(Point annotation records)

>> Start

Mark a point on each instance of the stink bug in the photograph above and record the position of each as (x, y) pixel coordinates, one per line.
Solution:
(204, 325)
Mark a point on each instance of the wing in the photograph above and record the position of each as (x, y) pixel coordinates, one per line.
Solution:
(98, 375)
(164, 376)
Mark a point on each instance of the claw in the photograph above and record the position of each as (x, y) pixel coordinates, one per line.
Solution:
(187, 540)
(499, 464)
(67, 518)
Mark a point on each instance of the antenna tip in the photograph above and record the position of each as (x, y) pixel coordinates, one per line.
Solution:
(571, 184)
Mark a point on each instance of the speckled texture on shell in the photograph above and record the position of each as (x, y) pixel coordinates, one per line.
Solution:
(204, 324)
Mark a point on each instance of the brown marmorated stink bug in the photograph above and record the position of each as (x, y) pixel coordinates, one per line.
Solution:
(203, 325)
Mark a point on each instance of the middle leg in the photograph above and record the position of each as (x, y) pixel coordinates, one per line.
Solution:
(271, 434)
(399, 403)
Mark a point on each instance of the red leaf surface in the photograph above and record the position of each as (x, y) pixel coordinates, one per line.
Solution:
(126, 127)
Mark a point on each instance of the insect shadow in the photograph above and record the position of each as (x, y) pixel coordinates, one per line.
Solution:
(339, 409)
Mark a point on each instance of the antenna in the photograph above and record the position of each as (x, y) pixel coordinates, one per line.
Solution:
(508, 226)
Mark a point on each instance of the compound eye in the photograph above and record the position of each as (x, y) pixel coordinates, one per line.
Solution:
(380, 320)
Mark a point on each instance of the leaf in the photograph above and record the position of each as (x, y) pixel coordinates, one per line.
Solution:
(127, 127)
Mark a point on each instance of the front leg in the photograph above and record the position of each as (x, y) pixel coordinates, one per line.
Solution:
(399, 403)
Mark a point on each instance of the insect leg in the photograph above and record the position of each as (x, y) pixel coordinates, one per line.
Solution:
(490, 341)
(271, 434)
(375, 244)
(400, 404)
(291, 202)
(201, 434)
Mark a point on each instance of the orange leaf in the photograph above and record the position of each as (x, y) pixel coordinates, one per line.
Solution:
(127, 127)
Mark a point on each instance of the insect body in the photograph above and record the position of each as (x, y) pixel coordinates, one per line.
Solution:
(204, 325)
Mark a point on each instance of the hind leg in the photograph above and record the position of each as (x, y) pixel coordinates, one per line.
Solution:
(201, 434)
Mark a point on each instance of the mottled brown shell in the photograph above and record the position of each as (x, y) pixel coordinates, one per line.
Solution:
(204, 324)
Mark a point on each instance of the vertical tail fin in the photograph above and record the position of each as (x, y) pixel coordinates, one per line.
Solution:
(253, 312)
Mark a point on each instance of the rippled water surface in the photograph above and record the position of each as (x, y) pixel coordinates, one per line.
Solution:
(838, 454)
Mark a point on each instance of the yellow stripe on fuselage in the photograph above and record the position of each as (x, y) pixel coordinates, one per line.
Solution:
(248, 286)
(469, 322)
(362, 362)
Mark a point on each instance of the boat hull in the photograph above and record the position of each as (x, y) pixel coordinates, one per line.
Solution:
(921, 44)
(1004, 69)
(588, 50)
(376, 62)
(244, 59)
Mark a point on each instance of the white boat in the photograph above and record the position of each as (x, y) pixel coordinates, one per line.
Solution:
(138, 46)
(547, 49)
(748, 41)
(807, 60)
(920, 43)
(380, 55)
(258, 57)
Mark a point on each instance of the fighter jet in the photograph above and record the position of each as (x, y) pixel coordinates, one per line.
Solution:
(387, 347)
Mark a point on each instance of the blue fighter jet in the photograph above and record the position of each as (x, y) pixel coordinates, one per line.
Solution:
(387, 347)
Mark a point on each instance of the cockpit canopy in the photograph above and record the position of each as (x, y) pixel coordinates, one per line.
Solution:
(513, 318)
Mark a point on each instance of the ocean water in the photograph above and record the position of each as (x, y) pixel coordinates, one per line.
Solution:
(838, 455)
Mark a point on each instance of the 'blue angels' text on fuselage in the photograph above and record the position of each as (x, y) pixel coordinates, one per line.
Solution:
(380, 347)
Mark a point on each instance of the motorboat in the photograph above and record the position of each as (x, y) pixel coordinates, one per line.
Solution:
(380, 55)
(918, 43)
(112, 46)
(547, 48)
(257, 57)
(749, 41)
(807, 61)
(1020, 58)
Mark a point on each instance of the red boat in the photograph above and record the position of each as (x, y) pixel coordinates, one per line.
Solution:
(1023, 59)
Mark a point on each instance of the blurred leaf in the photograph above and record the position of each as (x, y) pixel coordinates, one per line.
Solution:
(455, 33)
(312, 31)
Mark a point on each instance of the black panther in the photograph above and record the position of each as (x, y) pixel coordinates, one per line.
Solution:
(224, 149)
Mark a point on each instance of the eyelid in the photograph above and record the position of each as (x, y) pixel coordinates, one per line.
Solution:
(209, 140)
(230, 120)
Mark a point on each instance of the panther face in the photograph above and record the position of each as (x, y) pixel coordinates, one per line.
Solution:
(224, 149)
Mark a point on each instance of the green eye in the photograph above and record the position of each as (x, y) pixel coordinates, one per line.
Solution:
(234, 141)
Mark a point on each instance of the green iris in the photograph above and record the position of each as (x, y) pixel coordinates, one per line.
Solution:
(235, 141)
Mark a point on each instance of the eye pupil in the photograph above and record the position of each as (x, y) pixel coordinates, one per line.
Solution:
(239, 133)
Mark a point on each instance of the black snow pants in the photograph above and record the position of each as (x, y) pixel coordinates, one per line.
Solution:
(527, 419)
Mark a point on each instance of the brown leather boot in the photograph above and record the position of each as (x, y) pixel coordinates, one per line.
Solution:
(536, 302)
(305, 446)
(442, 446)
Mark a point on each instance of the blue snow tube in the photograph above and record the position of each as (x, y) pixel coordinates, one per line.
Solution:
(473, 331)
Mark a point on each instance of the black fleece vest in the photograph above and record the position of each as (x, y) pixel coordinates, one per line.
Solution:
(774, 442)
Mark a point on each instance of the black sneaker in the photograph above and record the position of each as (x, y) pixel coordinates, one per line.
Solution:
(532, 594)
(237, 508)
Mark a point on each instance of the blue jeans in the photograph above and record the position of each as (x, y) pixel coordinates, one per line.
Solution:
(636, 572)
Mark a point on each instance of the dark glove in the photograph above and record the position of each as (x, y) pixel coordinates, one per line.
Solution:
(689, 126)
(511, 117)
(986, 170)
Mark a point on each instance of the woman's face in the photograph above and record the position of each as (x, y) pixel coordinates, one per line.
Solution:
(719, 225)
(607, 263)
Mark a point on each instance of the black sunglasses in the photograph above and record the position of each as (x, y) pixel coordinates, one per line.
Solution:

>> End

What you should do:
Reproduce the data above in full, substituting "image coordinates" for every occurrence of "pixel coordinates" and keeping everything else the same.

Answer below:
Mark a point on each instance of the stink bug in the photograph above and record the position of each as (x, y) image coordinates, one per line.
Solution:
(204, 325)
Mark a point on each instance of the wing in the photograph above and record the position of each as (x, y) image coordinates, one per line.
Solution:
(98, 375)
(164, 376)
Mark a point on each instance of the claw in the photograph above and record the position of each as (x, y) image coordinates, one per line.
Solution:
(187, 540)
(499, 464)
(67, 518)
Mark a point on each instance of the antenna tip in the photograph above and record the position of each as (x, y) image coordinates, one per line.
Solution:
(571, 184)
Mark a point on each instance of the speckled texture on shell in the photograph above and record the position of each as (x, y) image coordinates, one per line.
Solution:
(204, 324)
Mark a point on each instance of the brown marmorated stink bug in the photograph above and record the position of each as (x, y) image coordinates, one per line.
Solution:
(203, 325)
Mark a point on each instance of the middle leg in the photograph above and record the position of each as (x, y) image coordinates, one per line.
Solution:
(271, 434)
(399, 403)
Mark a point on each instance of the red leaf surface in the photograph above and record the position of each as (x, y) image coordinates, one per line.
Solution:
(126, 127)
Mark a point on each instance of the insect shadow in the photograph above and record the position of each as (x, y) image coordinates, one per line.
Solution:
(339, 409)
Mark a point on each instance of the antenna in the photograph above and record the position of each as (x, y) image coordinates, one per line.
Solution:
(508, 226)
Mark a point on each instance of the compound eye in the photograph above and record the position of each as (x, y) image coordinates, one per line.
Solution:
(380, 320)
Mark a point on each instance of the leaf in the photograph above and record the position of each as (x, y) image coordinates, one per line.
Solution:
(127, 127)
Mark a point on each instance of the front leg in the photograph above and record the position of each as (x, y) image coordinates, one per line.
Solution:
(399, 403)
Mark a point on each instance of the insect leg in the photograph above and record the position of each as (x, y) image coordinates, one per line.
Solution:
(490, 341)
(271, 434)
(375, 244)
(400, 404)
(291, 202)
(201, 434)
Mark a point on each instance of the orange leaf in the photograph above and record the position of each as (x, y) image coordinates, one per line.
Solution:
(127, 127)
Mark a point on each instance of the insect body in the photograph above and record the position of each as (x, y) image coordinates, one per line.
Solution:
(204, 325)
Mark a point on each instance of the hind leg in the photograph above and record the position of each as (x, y) image coordinates, one per line.
Solution:
(201, 434)
Mark a point on each instance of the mottled brown shell in the photograph above and record the position of each as (x, y) image coordinates, one per line.
Solution:
(204, 324)
Mark a point on each instance of the vertical tail fin in the photograph above and record the position of each as (x, y) image coordinates, one per line.
Solution:
(253, 312)
Mark a point on each instance of the rippled water surface in the photograph above and record the position of each as (x, y) image coordinates, one per line.
Solution:
(838, 454)
Mark a point on each instance of the yellow stripe on fuselage in the photograph above and record the position of each as (x, y) image coordinates, one per line.
Solution:
(248, 286)
(469, 322)
(362, 362)
Mark a point on each instance of the boat hull in the photograph above and record the position of each as (x, y) image coordinates, one per line.
Solution:
(921, 44)
(1004, 69)
(588, 50)
(376, 62)
(244, 59)
Mark a point on each instance of the white boat in the photograph above and record the position of each as (x, y) image coordinates, one per line.
Solution:
(138, 46)
(547, 49)
(748, 41)
(807, 60)
(920, 43)
(380, 55)
(258, 57)
Mark a point on each instance of the fighter jet in the photograph above and record the position of each as (x, y) image coordinates, one per line.
Solution:
(387, 347)
Mark a point on each instance of the blue fighter jet in the photograph above and record the position of each as (x, y) image coordinates, one per line.
Solution:
(387, 347)
Mark a point on each instance of the cockpit canopy in the photograph above and record the position of each as (x, y) image coordinates, one per line.
Solution:
(513, 318)
Mark a point on each instance of the ocean water in the photograph above and record the position of each as (x, y) image coordinates, one per line.
Solution:
(838, 455)
Mark a point on each instance of the 'blue angels' text on fuselage in the photograph above and record the position of each as (x, y) image coordinates, one per line.
Solution:
(380, 347)
Mark a point on each instance of the motorboat in the photograph above and record the position of each as (x, y) image coordinates, one per line.
Solution:
(380, 55)
(918, 43)
(112, 46)
(547, 48)
(257, 57)
(749, 41)
(807, 61)
(1020, 58)
Mark a point on each instance of the red boat in the photograph above and record the position of each as (x, y) image coordinates, one per line.
Solution:
(1023, 59)
Mark a point on each instance of the blurred leaf in the photograph above and record the position of each as (x, y) image coordinates, one per line.
Solution:
(455, 33)
(312, 31)
Mark a point on each instance of the black panther in the photograph above and record the position of each as (x, y) image coordinates, one per line.
Solution:
(224, 149)
Mark a point on each instance of the eyelid in the photograph above and record the position of each as (x, y) image coordinates, one per line.
Solution:
(209, 140)
(230, 120)
Mark a point on each instance of the panther face in the photograph above and record the position of each as (x, y) image coordinates, one per line.
Solution:
(224, 149)
Mark a point on each instance of the green eye in the photograph above and record the position of each as (x, y) image coordinates, one per line.
Solution:
(234, 141)
Mark a point on each instance of the green iris in the photograph above and record the position of each as (x, y) image coordinates, one per line.
Solution:
(235, 141)
Mark a point on each instance of the eye pupil in the photograph above and record the position of each as (x, y) image coordinates, one per line.
Solution:
(239, 133)
Mark a point on each instance of the black snow pants in the photograph above and record the position of each as (x, y) image coordinates, one per line.
Solution:
(527, 419)
Mark a point on each instance of the brown leather boot in the photograph above and record the position of each as (x, y) image coordinates, one per line.
Solution:
(536, 302)
(305, 446)
(442, 446)
Mark a point on each instance of the blue snow tube in the photograph above and record the position of each as (x, y) image coordinates, one per line.
Solution:
(473, 331)
Mark a point on each instance of the black fleece vest in the photograph above and record the position of each as (x, y) image coordinates, one per line.
Solution:
(774, 442)
Mark a point on each instance of the black sneaker in the photograph above and record the position of each as (x, y) image coordinates, one per line.
Solution:
(532, 594)
(237, 508)
Mark a point on each instance of the blue jeans in the photograph above and record the position of each as (x, y) image coordinates, one per line.
Solution:
(636, 572)
Mark a point on each instance of the dark glove in the photograph above and record the position of each as (x, y) image coordinates, one per line.
Solution:
(689, 126)
(511, 117)
(986, 170)
Mark a point on each instance of the woman's face in the photograph above and record the position of each as (x, y) image coordinates, one per line.
Solution:
(719, 225)
(607, 263)
Mark a point on each instance of the black sunglasses in the photograph above and record the position of each as (x, y) image coordinates, one per line.
Solution:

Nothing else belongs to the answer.